- Excerpt to read:
══════

As measures to ensure that white farmers maintained their reliable access to markets provided by the emerging railway network, the BSAC often redrew some ‘reserve boundaries’ in order to place the railway lines outside the relevant areas.
Notwithstanding the climactic uncertainties of the unfamiliar territory, tobacco was earmarked for extensive production.
Though its early development was far from stable, tobacco soon emerged as Southern Rhodesia’s most rewarding agricultural product.
Due to its mercurial quality, tobacco developed into the staple crop of Southern Rhodesian.
Tobacco growers rose to dominance; holding considerable political and economic power, with a majority in the Legislative Council from 1911 up to 1923, which marked the end of the British South Africa Company’s rule in the country.
The tobacco industry in Southern Rhodesia was to retain its prominent position for decades afterwards; including during the years of the Unilateral Declaration of Independence (UDI 1965-1979).
Meanwhile, Rhodesian authorities continued to explore various measures to build up white immigration into the region that is now Zimbabwe.
One such measure presented itself during the Second World War.
During the build up to the Second World War (1939-1945), the authorities of Southern Rhodesia agreed to assist the British Empire by holding thousands of refugees, mainly German and Italian, the British Empire regarded as potential ‘alien enemies’, from countries such as Germany, Austria and Italy, in internment camps and refugee settlements; paid for partly by the British Government and other colonial territories such as German and Italian African colonies from where alien enemies were also drawn.
The long-term strategy was stimulating the development of settlements and camps in selected areas within Southern Rhodesia, focussing on rural towns.
This would assist in establishing commercial farming and other construction projects, while contributing to the development of white rural towns emerging along the railway line.
On September 3 1939, Britain declared war on Germany.
The message was repeated in all the colonies’ newspapers; accompanied by a proclamation, warning all enemy subjects within the colonies ‘…to register details of their birth, passport and property owned, surrender all arms, ammunition and yourself to the Member-in-Charge of the nearest police station…’
The announcement immediately triggered off the process of alien internment of an estimated 74 000 Germans, 12 000 known active Nazi supporters; an unspecified number of Italians, 1 500 were known Fascists and 8 000 other people resident in Britain at the time, who were considered ‘not safe to leave about’ on the British mainland and nearby various islands.

══════

- Information shown:
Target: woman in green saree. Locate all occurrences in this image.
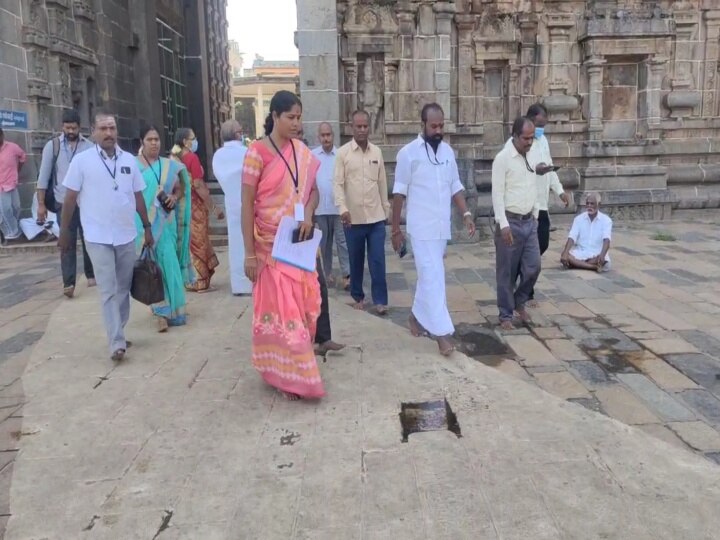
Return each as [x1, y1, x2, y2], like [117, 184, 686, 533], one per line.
[135, 126, 195, 332]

══════

List, in chronological order, each distinct year mentioned in the Southern Rhodesia excerpt.

- Result of this exercise: 1911, 1923, 1939, 1945, 1965, 1979